**WORK REQUEST**
Could you transcribe the whole listing, keeping every line exactly the same?

**THE DATA**
Start of Block
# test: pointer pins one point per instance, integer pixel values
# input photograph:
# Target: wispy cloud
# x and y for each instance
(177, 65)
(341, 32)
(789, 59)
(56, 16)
End of Block
**THE COMPLETED TASK**
# test: pointer pins one point per instance, integer pixel values
# input photograph:
# Target: wispy cloud
# x and y for each instance
(177, 65)
(341, 32)
(789, 59)
(56, 16)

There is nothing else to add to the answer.